Interpreting the GUI

Our BAMS article on SHARPpy provides an overview of the various insets and information included in the SHARPpy sounding window. Included within the paper is a list of references to journal articles which describe the relevance of each aspect of the SHARPpy sounding window to research in atmospheric science and the scientific forecasting process. This documentation repeats some of the information included in the BAMS article and describes the various parts of the SHARPpy GUI.

Additional resources for interpreting the GUI include the SPC Sounding Analysis Help and Explanation of SPC Severe Weather Parameters webpages. The first site describes the SHARP GUI, which is the basis for the SHARPpy GUI. The second can be used to help interpret some of the various convection indices shown in the SHARPpy GUI. Not all features shown on these two sites are shown in the SHARPpy GUI.

Skew-T

Various sounding variables are displayed in the Skew-T, which is a central panel of the GUI:

  • Solid red – temperature profile

  • Solid green – dewpoint profile

  • Dashed red – virtual temperature profile.

  • Solid cyan – wetbulb temperature profile

  • Dashed white – parcel trace (e.g., MU, SFC, ML) (the parcel trace of the parcel highlighted in yellow in the Thermodynamic Inset.)

  • Dashed purple – downdraft parcel trace (parcel origin height is at minimum 100-mb mean layer equivalent potenial temperature).

  • Winds barbs are plotted in knots (unless switched to m/s in the preferences) and are interpolated to 50-mb intervals for visibility purposes.

  • If a vertical velocity profile (omega) is found (e.g., sounding is from a model), it is plotted on the left. Blue bars indicate sinking motion, red bars rising motion. Dashed purple lines indicate the bounds of synopic scale vertical motion. Units of the vertical velocity are in microbars/second.

Note

When analyzing model forecast soundings, the omega profile can be used to determine whether or not models are “convectively contaminated”. This phrase means that the sounding being viewed is under the influence of convection and therefore is not representitive of the large-scale environment surrounding the storm. When omega values become much larger than synoptic scale vertical motion values, users should take care to when interpreting the data.

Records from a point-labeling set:
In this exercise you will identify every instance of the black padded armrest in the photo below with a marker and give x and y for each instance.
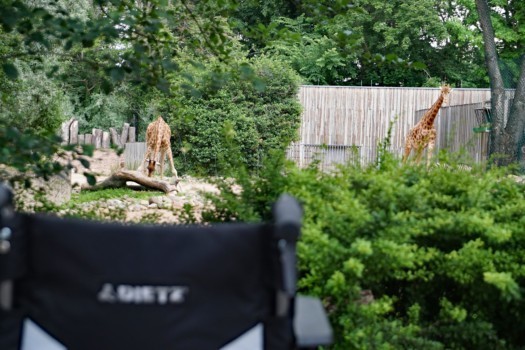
(311, 325)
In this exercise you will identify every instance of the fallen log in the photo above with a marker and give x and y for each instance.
(121, 177)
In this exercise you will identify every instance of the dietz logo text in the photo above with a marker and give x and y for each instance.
(132, 294)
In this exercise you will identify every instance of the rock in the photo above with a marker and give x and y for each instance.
(162, 202)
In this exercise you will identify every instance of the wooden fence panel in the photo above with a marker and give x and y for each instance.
(360, 117)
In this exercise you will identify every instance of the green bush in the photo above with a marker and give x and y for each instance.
(239, 123)
(402, 256)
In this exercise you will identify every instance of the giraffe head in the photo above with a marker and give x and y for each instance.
(445, 90)
(150, 165)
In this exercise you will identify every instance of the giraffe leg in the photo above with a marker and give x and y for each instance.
(142, 168)
(430, 150)
(161, 160)
(406, 154)
(170, 157)
(419, 154)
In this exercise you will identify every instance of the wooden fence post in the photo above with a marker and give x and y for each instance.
(131, 136)
(105, 140)
(73, 133)
(124, 135)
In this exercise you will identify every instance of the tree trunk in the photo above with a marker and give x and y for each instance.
(115, 138)
(504, 140)
(121, 177)
(516, 124)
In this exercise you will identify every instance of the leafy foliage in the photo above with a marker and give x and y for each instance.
(240, 123)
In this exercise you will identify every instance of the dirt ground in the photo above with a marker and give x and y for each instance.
(191, 190)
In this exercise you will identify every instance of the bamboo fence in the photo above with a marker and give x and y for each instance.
(359, 117)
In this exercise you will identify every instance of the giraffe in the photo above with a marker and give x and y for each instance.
(423, 134)
(158, 144)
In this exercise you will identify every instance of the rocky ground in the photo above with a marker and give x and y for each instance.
(158, 208)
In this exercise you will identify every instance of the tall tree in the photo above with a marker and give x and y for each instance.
(505, 139)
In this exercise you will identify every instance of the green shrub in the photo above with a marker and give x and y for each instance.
(402, 256)
(239, 123)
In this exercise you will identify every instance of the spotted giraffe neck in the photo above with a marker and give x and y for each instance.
(431, 114)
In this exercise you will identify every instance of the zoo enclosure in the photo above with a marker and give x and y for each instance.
(345, 117)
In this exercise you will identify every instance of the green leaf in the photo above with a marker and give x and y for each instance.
(10, 71)
(419, 65)
(117, 74)
(84, 162)
(91, 179)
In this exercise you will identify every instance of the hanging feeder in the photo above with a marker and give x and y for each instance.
(484, 118)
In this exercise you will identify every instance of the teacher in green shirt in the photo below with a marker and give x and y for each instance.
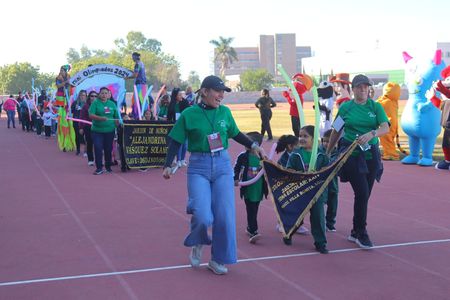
(364, 121)
(104, 115)
(207, 127)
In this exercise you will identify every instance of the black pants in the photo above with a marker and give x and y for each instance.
(362, 185)
(48, 131)
(39, 124)
(103, 146)
(252, 215)
(79, 139)
(266, 115)
(295, 125)
(89, 143)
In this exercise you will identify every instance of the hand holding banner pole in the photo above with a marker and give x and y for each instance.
(312, 163)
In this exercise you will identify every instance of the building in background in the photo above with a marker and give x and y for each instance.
(379, 65)
(272, 50)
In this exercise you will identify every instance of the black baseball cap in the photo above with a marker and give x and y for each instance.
(215, 83)
(360, 79)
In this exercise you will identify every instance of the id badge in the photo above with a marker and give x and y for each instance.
(215, 142)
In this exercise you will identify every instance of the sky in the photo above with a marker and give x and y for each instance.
(41, 32)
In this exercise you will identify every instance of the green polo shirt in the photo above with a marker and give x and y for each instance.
(360, 119)
(106, 109)
(196, 123)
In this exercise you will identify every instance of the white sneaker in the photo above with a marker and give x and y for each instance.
(302, 230)
(196, 256)
(280, 230)
(254, 238)
(217, 268)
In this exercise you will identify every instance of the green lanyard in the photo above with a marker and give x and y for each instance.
(211, 123)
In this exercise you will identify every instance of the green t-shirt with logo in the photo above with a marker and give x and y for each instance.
(360, 119)
(106, 109)
(163, 111)
(196, 123)
(254, 192)
(300, 160)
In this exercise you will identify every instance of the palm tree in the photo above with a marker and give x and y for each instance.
(224, 53)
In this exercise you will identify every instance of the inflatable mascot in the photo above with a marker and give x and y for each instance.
(389, 101)
(443, 87)
(421, 117)
(326, 103)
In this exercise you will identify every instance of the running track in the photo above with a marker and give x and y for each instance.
(66, 234)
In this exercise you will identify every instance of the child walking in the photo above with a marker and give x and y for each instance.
(333, 187)
(288, 143)
(247, 167)
(48, 117)
(299, 161)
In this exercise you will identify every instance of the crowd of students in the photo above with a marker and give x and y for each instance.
(207, 141)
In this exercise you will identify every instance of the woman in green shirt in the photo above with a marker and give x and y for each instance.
(207, 128)
(104, 115)
(364, 121)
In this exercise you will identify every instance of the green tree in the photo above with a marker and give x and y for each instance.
(224, 54)
(256, 80)
(17, 77)
(136, 41)
(194, 80)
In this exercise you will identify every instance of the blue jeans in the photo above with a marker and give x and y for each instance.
(102, 143)
(211, 203)
(10, 114)
(182, 152)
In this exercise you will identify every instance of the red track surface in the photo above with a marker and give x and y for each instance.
(58, 221)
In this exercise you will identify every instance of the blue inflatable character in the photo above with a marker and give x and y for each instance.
(421, 118)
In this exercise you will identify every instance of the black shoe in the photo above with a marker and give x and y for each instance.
(322, 249)
(331, 228)
(254, 237)
(98, 172)
(363, 241)
(287, 241)
(352, 237)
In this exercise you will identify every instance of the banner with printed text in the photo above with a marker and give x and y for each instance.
(145, 143)
(294, 193)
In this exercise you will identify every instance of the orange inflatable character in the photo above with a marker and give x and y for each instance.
(302, 84)
(389, 101)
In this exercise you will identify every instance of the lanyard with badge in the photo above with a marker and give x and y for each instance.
(214, 140)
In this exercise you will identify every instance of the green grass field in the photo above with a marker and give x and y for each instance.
(248, 119)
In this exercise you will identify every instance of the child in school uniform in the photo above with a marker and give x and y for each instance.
(247, 167)
(333, 188)
(286, 144)
(48, 116)
(299, 161)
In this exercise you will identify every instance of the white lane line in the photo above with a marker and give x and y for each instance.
(21, 282)
(80, 223)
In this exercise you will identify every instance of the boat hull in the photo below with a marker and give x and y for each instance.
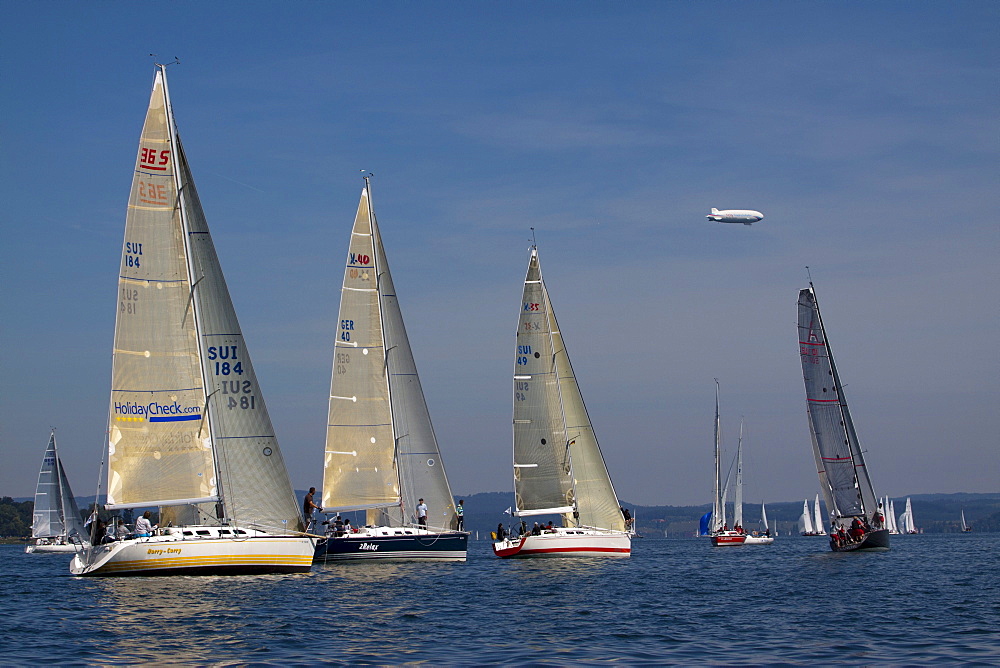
(727, 538)
(44, 547)
(873, 540)
(177, 554)
(392, 544)
(566, 543)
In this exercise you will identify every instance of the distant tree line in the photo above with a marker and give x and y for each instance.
(15, 518)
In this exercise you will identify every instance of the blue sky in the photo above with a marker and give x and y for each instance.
(868, 134)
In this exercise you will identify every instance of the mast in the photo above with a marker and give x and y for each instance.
(738, 503)
(386, 372)
(718, 509)
(193, 282)
(860, 470)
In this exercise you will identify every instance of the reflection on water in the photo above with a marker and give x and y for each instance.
(932, 598)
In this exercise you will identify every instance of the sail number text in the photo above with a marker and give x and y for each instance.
(520, 390)
(226, 362)
(346, 327)
(340, 362)
(150, 158)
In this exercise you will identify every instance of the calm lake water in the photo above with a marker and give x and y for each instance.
(932, 599)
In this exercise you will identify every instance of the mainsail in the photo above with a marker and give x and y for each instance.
(55, 511)
(381, 451)
(842, 472)
(818, 523)
(188, 428)
(805, 519)
(558, 466)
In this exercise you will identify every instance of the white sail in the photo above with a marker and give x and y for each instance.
(818, 523)
(840, 464)
(381, 451)
(909, 526)
(55, 513)
(558, 466)
(187, 421)
(805, 519)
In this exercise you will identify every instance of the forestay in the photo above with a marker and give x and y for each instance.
(381, 452)
(558, 466)
(842, 473)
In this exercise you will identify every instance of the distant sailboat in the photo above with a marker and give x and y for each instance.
(843, 475)
(188, 431)
(906, 523)
(806, 527)
(558, 466)
(818, 523)
(381, 454)
(56, 525)
(721, 534)
(764, 537)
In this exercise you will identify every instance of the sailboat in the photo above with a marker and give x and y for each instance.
(381, 455)
(843, 475)
(720, 534)
(188, 431)
(906, 523)
(56, 525)
(558, 466)
(890, 516)
(805, 520)
(818, 519)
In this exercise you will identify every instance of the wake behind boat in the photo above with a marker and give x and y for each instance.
(188, 431)
(857, 520)
(56, 525)
(558, 466)
(381, 455)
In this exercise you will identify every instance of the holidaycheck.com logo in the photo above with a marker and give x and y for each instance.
(155, 412)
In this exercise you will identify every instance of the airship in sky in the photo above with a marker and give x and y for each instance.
(745, 216)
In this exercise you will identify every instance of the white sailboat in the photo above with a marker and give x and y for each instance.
(890, 517)
(558, 466)
(906, 523)
(805, 520)
(818, 523)
(56, 525)
(381, 455)
(843, 475)
(188, 431)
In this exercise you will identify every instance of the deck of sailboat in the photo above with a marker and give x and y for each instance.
(197, 551)
(393, 544)
(566, 542)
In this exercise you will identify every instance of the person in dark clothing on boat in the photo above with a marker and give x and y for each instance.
(308, 506)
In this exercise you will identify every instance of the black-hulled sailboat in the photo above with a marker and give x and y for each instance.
(381, 455)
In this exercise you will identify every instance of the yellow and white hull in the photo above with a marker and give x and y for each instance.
(197, 551)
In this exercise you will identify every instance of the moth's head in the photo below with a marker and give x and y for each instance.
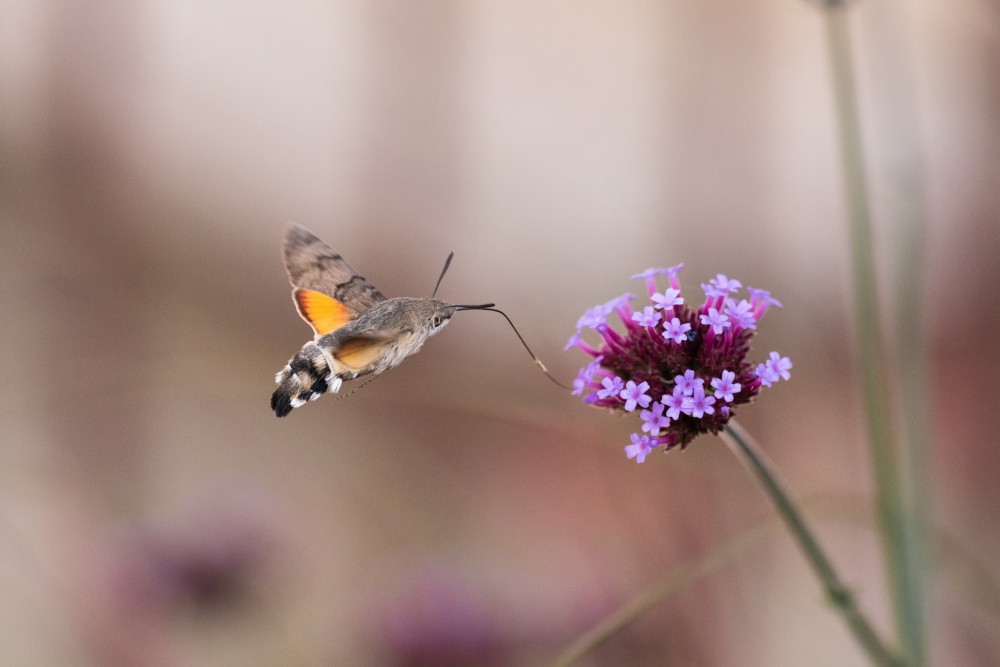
(436, 314)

▶ **List of tasks**:
a: According to the SHARPpy GUI documentation, which line style and color represent the dewpoint profile in the Skew-T?
b: Count the lines of the records that contain the string "lanyard", and report only the number.

▶ **Exercise solutions**:
a: A solid green line.

b: 2